#### DESCRIPTION OF THE TASK
With the line containing "horse hoof, each" as the first line and the last line of the records as the final one, reproduce that range exactly.

#### DATA LISTING
===============

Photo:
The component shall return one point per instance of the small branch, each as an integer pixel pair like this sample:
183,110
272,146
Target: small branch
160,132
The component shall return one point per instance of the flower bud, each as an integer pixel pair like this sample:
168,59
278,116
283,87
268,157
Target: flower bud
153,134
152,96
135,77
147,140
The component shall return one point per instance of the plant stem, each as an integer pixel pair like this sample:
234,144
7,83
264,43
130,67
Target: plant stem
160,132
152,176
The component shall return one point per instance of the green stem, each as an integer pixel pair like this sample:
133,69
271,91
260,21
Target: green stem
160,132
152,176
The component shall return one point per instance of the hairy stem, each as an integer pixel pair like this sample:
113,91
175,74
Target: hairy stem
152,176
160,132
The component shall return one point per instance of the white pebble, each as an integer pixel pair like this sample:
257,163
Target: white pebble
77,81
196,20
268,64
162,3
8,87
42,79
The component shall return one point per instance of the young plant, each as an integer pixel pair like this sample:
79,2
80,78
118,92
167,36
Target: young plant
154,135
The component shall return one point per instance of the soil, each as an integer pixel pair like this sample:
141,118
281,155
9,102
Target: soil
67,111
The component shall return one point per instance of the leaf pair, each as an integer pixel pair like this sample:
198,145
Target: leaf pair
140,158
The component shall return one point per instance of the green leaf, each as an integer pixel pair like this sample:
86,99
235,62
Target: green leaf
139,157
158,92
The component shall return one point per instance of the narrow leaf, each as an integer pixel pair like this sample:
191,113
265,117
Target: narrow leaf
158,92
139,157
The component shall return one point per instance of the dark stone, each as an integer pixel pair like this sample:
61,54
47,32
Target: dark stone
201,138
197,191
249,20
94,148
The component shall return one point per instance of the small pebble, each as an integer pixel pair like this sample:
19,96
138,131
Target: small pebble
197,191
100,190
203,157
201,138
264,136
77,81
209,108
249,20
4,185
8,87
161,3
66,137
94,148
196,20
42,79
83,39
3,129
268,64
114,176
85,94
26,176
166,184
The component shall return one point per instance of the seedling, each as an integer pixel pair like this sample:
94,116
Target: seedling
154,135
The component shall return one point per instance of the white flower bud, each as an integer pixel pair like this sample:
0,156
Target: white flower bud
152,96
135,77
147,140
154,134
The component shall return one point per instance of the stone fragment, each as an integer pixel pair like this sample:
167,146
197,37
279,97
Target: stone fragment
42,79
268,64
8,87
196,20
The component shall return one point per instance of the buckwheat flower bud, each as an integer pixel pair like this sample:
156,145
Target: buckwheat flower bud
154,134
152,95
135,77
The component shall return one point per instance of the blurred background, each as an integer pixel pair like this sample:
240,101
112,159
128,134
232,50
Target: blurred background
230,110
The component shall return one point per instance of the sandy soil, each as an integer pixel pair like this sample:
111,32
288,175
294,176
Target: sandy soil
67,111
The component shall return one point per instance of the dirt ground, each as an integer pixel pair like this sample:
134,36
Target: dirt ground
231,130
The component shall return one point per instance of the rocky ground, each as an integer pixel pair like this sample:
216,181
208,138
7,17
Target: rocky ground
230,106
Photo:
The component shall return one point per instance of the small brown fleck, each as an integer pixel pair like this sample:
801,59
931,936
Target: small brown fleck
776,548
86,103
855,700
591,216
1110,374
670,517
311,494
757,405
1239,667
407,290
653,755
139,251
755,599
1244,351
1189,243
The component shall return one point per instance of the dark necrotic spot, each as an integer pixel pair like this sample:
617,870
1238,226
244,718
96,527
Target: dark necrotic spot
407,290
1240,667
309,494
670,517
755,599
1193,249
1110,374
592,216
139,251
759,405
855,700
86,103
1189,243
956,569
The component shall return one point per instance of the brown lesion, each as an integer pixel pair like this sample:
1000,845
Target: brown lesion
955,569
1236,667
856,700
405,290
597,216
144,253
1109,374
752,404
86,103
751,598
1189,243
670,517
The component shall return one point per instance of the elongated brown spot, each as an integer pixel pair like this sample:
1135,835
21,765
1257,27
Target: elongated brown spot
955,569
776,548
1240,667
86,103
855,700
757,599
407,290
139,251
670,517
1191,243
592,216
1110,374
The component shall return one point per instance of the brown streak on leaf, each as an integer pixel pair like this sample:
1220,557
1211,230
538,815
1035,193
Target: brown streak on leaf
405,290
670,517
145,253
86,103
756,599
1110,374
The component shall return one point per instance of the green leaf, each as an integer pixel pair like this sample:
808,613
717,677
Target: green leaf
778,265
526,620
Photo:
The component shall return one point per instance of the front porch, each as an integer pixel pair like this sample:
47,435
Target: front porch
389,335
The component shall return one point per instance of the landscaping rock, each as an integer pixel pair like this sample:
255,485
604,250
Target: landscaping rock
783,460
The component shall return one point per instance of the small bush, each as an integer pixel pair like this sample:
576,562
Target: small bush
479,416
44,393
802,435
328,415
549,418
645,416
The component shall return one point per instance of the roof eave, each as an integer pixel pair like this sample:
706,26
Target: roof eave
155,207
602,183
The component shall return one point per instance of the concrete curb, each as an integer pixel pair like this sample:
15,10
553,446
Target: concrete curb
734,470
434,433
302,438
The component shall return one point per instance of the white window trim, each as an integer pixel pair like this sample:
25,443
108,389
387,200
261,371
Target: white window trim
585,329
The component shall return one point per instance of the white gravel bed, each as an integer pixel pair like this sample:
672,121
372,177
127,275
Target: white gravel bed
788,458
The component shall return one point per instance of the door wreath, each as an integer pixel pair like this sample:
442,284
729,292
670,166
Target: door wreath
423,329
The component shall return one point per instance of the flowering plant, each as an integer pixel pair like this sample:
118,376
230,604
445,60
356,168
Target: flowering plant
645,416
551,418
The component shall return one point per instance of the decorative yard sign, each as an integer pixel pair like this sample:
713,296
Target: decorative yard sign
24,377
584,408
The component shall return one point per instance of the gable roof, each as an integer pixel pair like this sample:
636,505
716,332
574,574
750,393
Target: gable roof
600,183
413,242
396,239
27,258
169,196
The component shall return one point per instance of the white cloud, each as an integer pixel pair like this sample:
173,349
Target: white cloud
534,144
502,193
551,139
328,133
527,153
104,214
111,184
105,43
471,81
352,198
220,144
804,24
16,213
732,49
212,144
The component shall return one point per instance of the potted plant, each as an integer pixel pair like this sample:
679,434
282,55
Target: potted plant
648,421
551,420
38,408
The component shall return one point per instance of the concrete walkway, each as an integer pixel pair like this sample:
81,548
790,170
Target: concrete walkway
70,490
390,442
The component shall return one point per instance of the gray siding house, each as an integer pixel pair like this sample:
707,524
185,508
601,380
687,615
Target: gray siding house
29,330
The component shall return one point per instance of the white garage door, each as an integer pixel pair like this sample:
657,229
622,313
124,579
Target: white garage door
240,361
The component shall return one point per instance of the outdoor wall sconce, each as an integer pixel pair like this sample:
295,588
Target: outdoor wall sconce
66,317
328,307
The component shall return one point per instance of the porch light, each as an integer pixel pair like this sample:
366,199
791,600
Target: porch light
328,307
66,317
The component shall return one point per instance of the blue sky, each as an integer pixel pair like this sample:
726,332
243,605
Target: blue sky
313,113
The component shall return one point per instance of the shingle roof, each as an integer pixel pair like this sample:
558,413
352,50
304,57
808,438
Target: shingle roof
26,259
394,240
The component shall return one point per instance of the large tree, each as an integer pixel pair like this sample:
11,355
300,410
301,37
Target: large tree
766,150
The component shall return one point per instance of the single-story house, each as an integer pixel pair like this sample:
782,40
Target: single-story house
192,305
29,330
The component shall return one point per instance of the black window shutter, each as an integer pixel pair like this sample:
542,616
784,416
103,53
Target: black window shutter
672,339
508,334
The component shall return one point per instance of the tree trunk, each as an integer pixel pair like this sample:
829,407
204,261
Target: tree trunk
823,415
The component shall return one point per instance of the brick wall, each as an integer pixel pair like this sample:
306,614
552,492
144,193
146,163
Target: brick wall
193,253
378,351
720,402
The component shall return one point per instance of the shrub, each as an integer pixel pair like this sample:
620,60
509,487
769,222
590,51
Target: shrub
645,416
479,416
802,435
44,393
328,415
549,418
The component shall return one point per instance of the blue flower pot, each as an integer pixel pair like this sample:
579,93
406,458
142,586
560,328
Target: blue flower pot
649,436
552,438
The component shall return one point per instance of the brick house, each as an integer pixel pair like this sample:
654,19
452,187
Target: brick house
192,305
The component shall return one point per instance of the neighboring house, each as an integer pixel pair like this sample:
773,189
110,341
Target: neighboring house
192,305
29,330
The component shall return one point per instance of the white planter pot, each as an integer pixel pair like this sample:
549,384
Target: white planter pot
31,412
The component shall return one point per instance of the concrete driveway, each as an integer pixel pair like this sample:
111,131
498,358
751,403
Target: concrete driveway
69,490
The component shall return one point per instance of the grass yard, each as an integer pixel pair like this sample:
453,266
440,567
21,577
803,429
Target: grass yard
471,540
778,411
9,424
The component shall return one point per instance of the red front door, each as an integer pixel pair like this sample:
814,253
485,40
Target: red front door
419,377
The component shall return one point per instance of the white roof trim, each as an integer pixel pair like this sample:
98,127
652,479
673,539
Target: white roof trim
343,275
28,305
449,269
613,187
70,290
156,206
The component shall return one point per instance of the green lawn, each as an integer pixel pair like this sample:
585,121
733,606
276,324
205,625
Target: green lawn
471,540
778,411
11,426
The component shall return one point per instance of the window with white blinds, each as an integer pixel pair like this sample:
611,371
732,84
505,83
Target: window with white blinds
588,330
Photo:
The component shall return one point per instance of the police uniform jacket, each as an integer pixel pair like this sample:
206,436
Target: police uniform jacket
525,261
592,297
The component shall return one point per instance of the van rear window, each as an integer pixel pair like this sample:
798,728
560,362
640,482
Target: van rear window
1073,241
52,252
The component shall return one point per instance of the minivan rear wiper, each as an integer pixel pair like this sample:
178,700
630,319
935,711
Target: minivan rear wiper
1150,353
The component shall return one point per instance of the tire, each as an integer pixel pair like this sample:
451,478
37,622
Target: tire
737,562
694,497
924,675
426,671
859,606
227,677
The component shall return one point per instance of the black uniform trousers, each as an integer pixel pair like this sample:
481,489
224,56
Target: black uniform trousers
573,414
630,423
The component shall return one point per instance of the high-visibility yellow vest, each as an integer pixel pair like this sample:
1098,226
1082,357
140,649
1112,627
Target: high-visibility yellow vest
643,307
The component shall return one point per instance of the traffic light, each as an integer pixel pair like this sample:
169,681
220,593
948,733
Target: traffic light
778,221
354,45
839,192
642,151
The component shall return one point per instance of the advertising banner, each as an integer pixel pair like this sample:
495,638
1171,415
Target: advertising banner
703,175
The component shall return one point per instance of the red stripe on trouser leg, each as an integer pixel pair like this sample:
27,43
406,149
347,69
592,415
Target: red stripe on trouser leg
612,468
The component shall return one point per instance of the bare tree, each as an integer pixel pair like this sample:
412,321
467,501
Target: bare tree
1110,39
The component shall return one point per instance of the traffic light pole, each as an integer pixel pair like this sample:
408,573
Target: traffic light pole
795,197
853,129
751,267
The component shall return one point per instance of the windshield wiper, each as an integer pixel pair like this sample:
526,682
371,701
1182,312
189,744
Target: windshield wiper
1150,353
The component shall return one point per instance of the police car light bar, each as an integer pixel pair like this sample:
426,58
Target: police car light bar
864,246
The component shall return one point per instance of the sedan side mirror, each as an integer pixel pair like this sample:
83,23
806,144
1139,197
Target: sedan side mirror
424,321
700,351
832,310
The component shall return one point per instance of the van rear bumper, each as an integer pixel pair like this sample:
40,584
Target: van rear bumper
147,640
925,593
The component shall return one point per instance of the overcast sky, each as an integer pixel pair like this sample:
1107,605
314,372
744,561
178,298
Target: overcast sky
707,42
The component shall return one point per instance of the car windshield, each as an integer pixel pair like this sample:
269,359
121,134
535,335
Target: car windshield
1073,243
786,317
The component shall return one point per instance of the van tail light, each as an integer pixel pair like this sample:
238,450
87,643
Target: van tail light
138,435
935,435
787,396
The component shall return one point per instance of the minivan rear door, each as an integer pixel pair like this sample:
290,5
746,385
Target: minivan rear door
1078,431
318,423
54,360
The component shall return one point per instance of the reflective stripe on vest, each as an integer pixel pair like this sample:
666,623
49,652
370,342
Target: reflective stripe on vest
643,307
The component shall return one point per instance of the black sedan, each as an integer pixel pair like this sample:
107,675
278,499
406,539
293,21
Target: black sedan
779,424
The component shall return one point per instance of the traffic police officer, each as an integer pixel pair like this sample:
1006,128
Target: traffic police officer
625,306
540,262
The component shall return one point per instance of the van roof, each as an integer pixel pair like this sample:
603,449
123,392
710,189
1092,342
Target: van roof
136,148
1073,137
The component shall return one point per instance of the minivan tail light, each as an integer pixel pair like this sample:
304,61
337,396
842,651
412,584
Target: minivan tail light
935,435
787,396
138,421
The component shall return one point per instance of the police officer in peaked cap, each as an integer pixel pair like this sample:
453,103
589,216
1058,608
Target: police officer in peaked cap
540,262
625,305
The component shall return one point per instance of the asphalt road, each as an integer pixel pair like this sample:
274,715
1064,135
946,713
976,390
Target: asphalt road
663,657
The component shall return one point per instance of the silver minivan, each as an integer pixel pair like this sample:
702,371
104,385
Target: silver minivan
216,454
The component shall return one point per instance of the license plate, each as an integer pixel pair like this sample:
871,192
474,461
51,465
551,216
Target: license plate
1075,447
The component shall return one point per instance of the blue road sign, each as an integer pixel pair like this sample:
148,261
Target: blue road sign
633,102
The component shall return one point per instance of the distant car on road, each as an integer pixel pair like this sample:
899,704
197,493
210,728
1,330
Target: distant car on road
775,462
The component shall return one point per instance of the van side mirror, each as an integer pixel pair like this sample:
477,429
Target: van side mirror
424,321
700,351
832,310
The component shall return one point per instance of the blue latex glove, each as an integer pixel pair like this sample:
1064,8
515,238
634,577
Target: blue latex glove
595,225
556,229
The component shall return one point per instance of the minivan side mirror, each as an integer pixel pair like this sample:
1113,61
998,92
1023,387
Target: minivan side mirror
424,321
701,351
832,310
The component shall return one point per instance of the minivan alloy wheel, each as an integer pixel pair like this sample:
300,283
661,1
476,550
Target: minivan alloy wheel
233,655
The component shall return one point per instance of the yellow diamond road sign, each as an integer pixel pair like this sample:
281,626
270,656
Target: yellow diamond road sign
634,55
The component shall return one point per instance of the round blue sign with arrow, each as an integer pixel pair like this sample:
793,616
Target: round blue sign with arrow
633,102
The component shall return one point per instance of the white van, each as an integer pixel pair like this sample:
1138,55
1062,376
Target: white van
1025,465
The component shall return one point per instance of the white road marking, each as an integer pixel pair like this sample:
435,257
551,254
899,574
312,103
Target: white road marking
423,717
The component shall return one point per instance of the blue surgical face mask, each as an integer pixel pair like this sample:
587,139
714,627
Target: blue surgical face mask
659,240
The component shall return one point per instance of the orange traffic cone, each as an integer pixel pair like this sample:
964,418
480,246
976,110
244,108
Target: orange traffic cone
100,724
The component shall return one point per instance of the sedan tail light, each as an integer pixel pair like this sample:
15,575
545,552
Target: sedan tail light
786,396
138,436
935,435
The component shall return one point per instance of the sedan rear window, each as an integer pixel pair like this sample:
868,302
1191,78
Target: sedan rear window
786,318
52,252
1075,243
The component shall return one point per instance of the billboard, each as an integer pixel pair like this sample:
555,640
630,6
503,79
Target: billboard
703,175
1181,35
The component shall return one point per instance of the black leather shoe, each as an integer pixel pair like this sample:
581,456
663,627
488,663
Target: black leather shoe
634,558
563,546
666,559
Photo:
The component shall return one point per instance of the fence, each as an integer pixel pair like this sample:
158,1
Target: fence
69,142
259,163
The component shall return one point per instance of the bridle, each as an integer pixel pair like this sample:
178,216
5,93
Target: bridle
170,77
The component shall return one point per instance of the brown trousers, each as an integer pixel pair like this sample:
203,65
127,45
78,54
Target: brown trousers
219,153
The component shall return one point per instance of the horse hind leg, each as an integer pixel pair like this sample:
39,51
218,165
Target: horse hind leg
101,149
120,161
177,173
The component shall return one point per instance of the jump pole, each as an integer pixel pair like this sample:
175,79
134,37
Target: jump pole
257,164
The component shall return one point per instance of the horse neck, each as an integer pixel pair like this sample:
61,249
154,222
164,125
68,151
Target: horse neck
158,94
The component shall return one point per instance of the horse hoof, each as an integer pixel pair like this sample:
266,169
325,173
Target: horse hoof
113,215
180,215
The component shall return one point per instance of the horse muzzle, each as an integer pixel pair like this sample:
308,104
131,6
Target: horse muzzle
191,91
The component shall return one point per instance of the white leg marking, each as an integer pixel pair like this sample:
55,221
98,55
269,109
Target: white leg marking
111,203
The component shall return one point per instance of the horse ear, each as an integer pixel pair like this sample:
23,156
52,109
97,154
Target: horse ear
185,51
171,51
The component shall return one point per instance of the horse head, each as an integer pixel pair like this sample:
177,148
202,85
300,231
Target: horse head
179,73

===============

#### FULL RESPONSE
The component shall return one point per instance of the horse hoof, each as an integer pixel pair like this sample:
266,169
325,173
Target: horse hoof
113,215
180,215
The component shall return one point per instance of the horse muzzle, each as an integer pixel pair like this sample:
308,104
131,6
Target: horse muzzle
191,91
The component shall return one point per instance of the white leg marking, each as an integer pixel pair like this sample:
55,221
98,55
269,109
Target: white leg marking
111,203
The component shall return one point per instance of the horse ear, each as an integer pixel pair like this sample:
23,156
52,109
97,154
Target: horse ear
185,51
171,51
The component shall return one point per instance of the horse head, each as an integer pixel pair like this sample:
177,148
202,85
300,231
Target: horse head
179,73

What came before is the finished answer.